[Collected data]
______________________________
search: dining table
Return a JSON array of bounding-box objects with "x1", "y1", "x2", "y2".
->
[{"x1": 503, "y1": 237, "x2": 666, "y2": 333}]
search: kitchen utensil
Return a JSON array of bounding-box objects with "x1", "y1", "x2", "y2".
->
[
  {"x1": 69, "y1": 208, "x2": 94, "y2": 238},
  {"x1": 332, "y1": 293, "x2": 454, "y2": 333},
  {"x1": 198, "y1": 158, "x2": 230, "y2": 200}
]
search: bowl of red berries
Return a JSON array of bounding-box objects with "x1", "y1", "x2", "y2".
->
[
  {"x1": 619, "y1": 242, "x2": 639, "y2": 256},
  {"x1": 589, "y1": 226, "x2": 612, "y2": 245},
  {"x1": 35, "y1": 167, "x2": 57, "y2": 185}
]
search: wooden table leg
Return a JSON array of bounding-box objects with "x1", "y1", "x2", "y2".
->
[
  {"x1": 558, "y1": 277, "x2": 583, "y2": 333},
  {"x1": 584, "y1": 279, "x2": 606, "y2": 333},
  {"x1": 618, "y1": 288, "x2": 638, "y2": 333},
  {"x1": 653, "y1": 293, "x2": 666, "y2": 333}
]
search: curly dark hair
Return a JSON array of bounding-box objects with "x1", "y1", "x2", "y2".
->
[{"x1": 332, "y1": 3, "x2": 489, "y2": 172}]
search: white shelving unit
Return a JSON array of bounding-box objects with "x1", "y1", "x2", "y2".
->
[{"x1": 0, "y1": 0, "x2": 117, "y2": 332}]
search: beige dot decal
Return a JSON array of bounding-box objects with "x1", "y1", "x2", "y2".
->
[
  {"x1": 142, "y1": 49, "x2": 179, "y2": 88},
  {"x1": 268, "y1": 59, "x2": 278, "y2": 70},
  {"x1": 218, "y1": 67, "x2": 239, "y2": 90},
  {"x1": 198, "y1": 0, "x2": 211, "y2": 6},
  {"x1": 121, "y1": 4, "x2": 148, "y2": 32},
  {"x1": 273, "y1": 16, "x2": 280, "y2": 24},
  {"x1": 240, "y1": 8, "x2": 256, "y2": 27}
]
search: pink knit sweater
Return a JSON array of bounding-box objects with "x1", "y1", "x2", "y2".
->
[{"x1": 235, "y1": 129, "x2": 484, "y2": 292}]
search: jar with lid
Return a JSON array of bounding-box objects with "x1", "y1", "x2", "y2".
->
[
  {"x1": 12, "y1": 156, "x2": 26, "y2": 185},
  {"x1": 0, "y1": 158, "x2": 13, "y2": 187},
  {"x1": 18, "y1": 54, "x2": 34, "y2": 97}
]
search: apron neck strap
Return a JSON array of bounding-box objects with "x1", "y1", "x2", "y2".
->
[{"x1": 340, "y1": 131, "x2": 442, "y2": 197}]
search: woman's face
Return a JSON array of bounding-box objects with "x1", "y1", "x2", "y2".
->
______________________________
[EXERCISE REQUIREMENTS] Word for word, write out each entry shown above.

[ANSWER SECTION]
search: dining table
Return a JSON array of bounding-box objects with "x1", "y1", "x2", "y2".
->
[{"x1": 503, "y1": 237, "x2": 666, "y2": 333}]
search: kitchen utensil
Return a JSON array of bounding-box objects with "x1", "y1", "x2", "y2".
->
[
  {"x1": 69, "y1": 208, "x2": 94, "y2": 238},
  {"x1": 332, "y1": 293, "x2": 454, "y2": 333},
  {"x1": 198, "y1": 158, "x2": 230, "y2": 200}
]
search: bowl of red berries
Return a JSON array of bounding-box objects with "x1", "y1", "x2", "y2".
->
[
  {"x1": 619, "y1": 242, "x2": 639, "y2": 256},
  {"x1": 589, "y1": 226, "x2": 612, "y2": 245},
  {"x1": 35, "y1": 167, "x2": 57, "y2": 185}
]
search: wooden table leg
Return a JSON array of bounding-box objects with "x1", "y1", "x2", "y2".
->
[
  {"x1": 558, "y1": 277, "x2": 583, "y2": 333},
  {"x1": 584, "y1": 279, "x2": 606, "y2": 333},
  {"x1": 618, "y1": 288, "x2": 638, "y2": 333},
  {"x1": 653, "y1": 293, "x2": 666, "y2": 333}
]
search: curly dark hair
Return a JSON array of bounding-box objects with "x1", "y1", "x2", "y2".
->
[{"x1": 332, "y1": 3, "x2": 489, "y2": 172}]
search: white shelving unit
Return a JSON array of bounding-box objects with "x1", "y1", "x2", "y2".
->
[{"x1": 0, "y1": 0, "x2": 117, "y2": 332}]
search: beige dot decal
Return a JSON array of bounding-box objects with "x1", "y1", "x2", "y2".
->
[
  {"x1": 142, "y1": 49, "x2": 179, "y2": 88},
  {"x1": 268, "y1": 59, "x2": 278, "y2": 70},
  {"x1": 218, "y1": 67, "x2": 239, "y2": 90},
  {"x1": 198, "y1": 0, "x2": 211, "y2": 6},
  {"x1": 121, "y1": 4, "x2": 148, "y2": 32},
  {"x1": 273, "y1": 16, "x2": 280, "y2": 24},
  {"x1": 240, "y1": 8, "x2": 256, "y2": 27}
]
search: pink knit sweater
Return a JSON array of bounding-box objects with "x1", "y1", "x2", "y2".
->
[{"x1": 235, "y1": 129, "x2": 484, "y2": 292}]
search: jar with lid
Return a JSON array of bounding-box objects with "x1", "y1", "x2", "y2".
->
[
  {"x1": 12, "y1": 156, "x2": 26, "y2": 185},
  {"x1": 0, "y1": 158, "x2": 13, "y2": 187},
  {"x1": 18, "y1": 54, "x2": 34, "y2": 97}
]
search: apron neck strap
Return a JSON array of bounding-box objects with "x1", "y1", "x2", "y2".
->
[{"x1": 340, "y1": 131, "x2": 442, "y2": 197}]
search: woman's face
Return a JSON array of bounding-box objects with "x1", "y1", "x2", "y2".
->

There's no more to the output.